STORED DATA
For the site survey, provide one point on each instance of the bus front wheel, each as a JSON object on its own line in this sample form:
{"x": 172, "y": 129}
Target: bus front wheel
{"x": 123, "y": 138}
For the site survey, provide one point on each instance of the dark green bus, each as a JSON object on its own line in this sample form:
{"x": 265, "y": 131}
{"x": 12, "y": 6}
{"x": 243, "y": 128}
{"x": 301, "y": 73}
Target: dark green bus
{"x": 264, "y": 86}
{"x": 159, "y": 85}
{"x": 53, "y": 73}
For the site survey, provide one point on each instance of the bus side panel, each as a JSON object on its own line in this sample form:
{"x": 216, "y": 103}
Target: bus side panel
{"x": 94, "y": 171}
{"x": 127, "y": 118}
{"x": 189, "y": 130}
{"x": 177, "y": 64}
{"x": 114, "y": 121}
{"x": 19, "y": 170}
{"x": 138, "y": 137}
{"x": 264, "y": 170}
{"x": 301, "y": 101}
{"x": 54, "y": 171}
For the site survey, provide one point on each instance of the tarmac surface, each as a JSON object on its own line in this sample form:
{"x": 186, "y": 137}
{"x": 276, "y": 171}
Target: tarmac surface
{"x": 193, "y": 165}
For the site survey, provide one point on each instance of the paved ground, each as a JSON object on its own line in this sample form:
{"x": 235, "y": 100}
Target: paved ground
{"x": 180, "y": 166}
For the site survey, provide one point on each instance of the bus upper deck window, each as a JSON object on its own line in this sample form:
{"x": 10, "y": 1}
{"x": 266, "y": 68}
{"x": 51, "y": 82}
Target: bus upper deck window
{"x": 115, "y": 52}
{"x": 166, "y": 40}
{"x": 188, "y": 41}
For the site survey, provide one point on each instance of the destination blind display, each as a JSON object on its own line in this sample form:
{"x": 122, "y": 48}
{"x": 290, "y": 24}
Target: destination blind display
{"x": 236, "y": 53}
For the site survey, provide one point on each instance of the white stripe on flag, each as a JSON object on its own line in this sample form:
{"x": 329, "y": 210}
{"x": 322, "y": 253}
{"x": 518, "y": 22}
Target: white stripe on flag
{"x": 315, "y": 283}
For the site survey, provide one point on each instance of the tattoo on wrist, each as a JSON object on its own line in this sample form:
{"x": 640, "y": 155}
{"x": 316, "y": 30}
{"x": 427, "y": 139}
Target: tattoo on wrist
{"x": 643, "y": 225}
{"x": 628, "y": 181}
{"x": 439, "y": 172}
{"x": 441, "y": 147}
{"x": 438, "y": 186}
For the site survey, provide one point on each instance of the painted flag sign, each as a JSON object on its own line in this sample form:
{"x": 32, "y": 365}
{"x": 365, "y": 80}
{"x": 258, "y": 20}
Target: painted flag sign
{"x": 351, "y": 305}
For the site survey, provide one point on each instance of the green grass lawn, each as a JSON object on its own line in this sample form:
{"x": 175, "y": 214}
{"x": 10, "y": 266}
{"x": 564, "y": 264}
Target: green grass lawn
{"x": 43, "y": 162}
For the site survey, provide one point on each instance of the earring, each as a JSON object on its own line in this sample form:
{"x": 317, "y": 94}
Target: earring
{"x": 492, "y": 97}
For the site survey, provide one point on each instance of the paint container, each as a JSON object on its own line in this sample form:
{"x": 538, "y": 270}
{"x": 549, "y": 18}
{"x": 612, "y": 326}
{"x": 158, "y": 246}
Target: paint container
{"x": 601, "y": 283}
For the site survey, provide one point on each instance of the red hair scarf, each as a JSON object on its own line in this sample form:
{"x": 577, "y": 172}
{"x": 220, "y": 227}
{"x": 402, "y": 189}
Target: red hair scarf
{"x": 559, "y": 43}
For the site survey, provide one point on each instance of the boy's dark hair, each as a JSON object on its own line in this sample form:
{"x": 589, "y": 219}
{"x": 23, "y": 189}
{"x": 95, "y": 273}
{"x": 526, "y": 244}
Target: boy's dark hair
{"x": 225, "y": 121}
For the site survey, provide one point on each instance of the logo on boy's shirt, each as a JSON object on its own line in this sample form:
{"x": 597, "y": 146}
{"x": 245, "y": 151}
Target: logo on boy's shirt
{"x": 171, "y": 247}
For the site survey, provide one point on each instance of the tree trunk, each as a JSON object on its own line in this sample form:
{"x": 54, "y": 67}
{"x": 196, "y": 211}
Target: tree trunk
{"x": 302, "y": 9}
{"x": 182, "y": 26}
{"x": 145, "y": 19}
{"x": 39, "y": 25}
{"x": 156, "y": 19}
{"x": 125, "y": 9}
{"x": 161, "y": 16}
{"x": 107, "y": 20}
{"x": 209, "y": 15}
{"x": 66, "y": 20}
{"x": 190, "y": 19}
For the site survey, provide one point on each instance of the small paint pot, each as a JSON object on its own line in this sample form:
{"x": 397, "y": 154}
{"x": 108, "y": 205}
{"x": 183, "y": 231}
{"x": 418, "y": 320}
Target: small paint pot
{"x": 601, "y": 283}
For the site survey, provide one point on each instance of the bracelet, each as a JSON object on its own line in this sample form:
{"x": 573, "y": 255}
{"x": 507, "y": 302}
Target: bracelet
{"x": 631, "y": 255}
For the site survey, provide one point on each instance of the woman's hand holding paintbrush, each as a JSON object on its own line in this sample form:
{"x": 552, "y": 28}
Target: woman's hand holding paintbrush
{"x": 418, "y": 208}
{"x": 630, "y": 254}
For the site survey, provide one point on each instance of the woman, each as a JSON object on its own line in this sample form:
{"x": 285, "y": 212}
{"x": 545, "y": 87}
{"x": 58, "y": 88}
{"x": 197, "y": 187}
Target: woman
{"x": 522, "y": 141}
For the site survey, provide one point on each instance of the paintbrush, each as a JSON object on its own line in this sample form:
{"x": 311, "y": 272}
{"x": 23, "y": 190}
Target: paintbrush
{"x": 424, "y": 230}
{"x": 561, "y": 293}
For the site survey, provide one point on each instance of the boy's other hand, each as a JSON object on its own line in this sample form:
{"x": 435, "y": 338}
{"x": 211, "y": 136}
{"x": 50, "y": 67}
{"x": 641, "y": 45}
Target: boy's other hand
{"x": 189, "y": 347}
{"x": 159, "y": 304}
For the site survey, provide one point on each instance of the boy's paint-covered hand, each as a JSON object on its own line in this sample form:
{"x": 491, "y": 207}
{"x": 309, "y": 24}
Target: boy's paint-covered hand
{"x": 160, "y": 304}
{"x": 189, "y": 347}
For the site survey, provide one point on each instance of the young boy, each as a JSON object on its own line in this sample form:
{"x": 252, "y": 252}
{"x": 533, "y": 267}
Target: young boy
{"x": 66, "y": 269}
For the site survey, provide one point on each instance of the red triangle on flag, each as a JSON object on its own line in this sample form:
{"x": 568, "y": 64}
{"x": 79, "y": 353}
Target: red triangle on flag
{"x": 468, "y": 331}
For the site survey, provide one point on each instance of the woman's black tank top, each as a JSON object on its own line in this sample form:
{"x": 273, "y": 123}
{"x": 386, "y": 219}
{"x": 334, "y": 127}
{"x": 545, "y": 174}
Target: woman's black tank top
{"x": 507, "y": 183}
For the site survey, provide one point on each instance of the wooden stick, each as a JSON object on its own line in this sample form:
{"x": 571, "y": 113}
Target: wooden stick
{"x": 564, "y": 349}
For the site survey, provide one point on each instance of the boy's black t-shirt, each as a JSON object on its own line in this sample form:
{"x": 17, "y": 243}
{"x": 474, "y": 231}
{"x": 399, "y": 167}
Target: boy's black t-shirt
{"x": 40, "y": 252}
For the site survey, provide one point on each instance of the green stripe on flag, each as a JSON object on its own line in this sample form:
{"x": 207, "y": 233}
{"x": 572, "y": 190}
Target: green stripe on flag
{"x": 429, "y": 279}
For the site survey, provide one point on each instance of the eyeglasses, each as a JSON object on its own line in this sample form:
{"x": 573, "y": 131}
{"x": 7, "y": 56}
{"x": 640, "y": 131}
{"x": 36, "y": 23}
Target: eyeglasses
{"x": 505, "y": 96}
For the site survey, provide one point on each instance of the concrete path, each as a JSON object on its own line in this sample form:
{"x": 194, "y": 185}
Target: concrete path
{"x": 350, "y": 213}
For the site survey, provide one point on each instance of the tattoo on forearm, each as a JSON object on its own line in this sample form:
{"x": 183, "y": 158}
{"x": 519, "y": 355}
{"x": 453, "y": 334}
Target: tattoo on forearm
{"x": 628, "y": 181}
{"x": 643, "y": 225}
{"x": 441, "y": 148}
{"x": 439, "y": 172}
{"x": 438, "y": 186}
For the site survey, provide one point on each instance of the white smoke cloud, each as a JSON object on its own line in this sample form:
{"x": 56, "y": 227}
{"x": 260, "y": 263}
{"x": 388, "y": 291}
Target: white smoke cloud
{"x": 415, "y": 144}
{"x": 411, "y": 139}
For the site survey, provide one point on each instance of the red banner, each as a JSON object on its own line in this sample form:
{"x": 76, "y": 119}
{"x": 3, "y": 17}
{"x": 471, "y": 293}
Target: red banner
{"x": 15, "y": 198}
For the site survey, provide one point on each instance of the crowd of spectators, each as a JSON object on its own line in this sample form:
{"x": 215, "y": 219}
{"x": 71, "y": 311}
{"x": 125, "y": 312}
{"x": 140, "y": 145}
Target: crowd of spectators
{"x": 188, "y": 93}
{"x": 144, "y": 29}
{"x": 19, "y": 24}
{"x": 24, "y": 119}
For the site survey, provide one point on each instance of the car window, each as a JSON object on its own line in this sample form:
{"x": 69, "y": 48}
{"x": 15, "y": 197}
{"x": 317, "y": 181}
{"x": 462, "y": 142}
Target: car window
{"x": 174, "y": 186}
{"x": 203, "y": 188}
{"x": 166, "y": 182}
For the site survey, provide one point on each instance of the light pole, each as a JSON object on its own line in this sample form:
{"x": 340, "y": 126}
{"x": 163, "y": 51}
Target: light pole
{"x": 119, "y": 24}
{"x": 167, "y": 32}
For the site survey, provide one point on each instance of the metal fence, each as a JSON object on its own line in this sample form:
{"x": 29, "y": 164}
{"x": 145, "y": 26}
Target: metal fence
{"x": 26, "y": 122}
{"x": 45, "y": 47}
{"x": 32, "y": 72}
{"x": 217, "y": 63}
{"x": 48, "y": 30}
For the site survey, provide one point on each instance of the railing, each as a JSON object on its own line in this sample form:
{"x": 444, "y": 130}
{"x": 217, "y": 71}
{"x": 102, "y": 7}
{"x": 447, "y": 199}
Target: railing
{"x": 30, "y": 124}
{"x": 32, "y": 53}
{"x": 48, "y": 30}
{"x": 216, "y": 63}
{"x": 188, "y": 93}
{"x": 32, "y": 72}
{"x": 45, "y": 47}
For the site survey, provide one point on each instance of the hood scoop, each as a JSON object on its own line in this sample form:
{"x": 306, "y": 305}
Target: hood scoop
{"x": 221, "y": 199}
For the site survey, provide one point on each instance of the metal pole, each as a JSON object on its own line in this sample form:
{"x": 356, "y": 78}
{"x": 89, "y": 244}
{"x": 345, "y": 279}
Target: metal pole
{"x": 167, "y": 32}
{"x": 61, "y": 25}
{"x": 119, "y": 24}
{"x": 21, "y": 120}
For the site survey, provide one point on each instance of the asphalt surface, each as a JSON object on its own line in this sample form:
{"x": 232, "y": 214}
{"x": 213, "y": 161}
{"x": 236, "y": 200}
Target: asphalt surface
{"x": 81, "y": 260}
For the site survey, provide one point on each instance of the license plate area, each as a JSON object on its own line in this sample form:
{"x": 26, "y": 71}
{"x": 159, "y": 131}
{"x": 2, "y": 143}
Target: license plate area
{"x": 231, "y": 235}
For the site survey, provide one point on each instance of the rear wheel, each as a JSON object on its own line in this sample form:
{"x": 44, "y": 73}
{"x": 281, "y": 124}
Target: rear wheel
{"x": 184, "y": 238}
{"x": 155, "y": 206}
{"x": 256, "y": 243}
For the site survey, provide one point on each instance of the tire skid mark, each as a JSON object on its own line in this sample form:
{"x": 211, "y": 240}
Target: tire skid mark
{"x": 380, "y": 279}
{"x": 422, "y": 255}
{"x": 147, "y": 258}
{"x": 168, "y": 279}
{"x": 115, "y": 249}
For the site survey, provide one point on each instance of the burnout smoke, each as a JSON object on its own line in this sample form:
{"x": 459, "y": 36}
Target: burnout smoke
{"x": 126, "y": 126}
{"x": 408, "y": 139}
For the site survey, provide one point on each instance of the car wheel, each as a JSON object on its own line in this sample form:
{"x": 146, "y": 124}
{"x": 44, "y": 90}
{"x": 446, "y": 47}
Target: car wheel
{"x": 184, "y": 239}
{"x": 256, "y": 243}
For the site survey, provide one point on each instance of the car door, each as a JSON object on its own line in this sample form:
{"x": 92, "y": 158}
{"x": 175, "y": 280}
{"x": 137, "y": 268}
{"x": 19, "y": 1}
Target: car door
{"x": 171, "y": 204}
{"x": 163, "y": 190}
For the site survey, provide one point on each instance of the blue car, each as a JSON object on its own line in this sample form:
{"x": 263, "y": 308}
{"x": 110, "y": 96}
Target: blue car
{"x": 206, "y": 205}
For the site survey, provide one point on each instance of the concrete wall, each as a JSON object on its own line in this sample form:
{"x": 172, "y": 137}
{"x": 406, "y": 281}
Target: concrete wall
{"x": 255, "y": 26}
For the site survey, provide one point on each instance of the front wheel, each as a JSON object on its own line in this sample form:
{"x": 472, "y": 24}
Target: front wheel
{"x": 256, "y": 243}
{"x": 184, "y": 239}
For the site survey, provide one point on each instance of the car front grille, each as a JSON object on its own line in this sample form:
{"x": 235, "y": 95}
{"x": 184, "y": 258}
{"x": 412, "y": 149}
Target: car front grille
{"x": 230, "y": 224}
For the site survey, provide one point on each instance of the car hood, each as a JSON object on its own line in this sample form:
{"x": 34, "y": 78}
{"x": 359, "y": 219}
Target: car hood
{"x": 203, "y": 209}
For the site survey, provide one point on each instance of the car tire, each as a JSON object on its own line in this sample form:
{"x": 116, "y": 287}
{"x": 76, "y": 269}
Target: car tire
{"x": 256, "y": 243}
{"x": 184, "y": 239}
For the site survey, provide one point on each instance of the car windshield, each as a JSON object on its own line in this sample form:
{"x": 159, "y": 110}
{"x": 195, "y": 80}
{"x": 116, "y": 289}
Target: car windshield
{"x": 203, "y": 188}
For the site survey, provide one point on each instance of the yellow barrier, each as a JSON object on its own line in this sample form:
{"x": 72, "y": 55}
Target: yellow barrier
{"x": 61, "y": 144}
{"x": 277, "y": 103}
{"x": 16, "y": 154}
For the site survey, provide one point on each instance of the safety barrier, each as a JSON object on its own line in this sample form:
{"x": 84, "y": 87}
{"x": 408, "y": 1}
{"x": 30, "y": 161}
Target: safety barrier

WHAT IS NEEDED
Only the lines from the one containing "car windshield, each" through the end of the listing should be copied, and they should be copied exactly.

COMPLETED EXERCISE
For the site survey, provide one point on each instance of the car windshield, each as a JSON object on its own line in this sample form:
{"x": 159, "y": 110}
{"x": 195, "y": 80}
{"x": 116, "y": 289}
Target: car windshield
{"x": 203, "y": 188}
For the site survey, provide one point on each instance of the yellow barrier, each as a JSON object on its own line in this sample form:
{"x": 72, "y": 55}
Target: yellow barrier
{"x": 61, "y": 144}
{"x": 277, "y": 103}
{"x": 16, "y": 154}
For the site survey, provide one point on each instance of the safety barrier, each as a JSON object on its own line in this sample form:
{"x": 84, "y": 87}
{"x": 408, "y": 1}
{"x": 30, "y": 161}
Target: safety barrier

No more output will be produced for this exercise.